Begin Selected extract
The distance between each anchor point is not far in the last feature layer, which means that the object may contain multiple anchor points. It is not appropriate to select the closest anchor point as a positive sample and define other anchor points as negative samples. Therefore, we revise the selection method of positive samples. We calculate the four anchor points around the object center point as positive samples, as shown by the blue dots in Figure 5.

The YOLO series algorithms define the probability that the anchor contains the object as 1. Since each anchor point has a different distance from the object, the strategy of defining all as 1 cannot reflect the difference between different anchor points. Therefore, we use the Euclidean distance between the anchor point and the object center point as the metric for the probability that the anchor contains the object. As the positive sample must contain the object, the probability of containing objects of the positive sample anchor point cannot be 0. According to the design principle, the function of calculating the probability is shown as follows:

p_{o b j} = 1 - ({(x_{a} - x_{t})}^{2} + {(y_{a} - y_{t})}^{2}) / 4

(3)

3.4. Untrained Sub-Class Object Detection

Generally speaking, top-level features are beneficial to object positioning and bottom-level features are beneficial to object classification. In order to separate the process of object localization and object classification to reduce the distractions between these two and make better use of the features extracted from the backbone network, we select features from the middle layers of the backbone for object classification. Through object positioning, we can obtain the coordinates of the object. Using these coordinates, the feature vector of the object can be extracted from feature maps and then can be used to classify the object.

In UAV airborne images, it is common to think of objects in terms of large classes, such as aircraft, cars, buildings, pedestrians, etc. However, specific objects such as black cars and white cars are difficult to determine. To address this sub-class classification problem, we divide the object classification process into the rough classification process and the fine classification process. Rough classification mainly distinguishes objects with large differences in appearance, such as aircraft and cars. Fine classification mainly distinguishes objects that have similar appearance characteristics, but belong to different classes, such as black cars, white cars, etc.
End Selected extract
■ Short problem ■
For each of the following statements, decide whether it agrees with the object detection text, and answer yes or no with the words of the text that settle it, quoted exactly. (a) The four anchor points around the object center point are used as positive samples. (b) Features from the top layers of the backbone are selected for object classification. (c) Rough classification is what separates black cars from white cars.
Begin Dataset excerpts
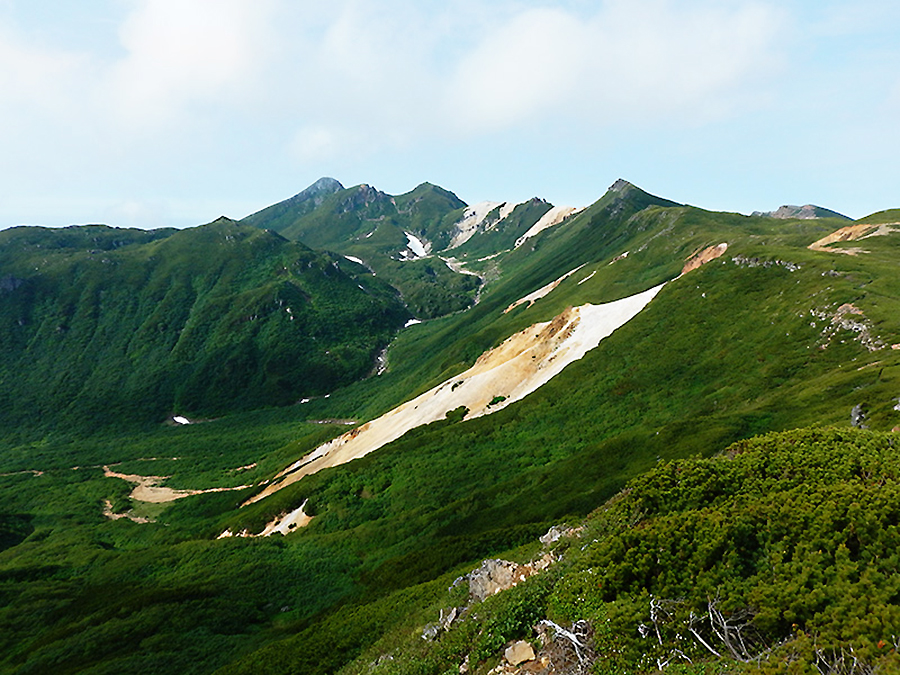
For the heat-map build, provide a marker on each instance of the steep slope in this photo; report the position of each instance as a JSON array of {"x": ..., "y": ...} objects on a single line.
[
  {"x": 106, "y": 326},
  {"x": 778, "y": 554},
  {"x": 807, "y": 212},
  {"x": 769, "y": 335},
  {"x": 392, "y": 236}
]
End Dataset excerpts
■ Result below ■
(a) Yes: "We calculate the four anchor points around the object center point as positive samples"
(b) No: "we select features from the middle layers of the backbone for object classification"
(c) No: "Fine classification mainly distinguishes objects that have similar appearance characteristics, but belong to different classes, such as black cars, white cars, etc."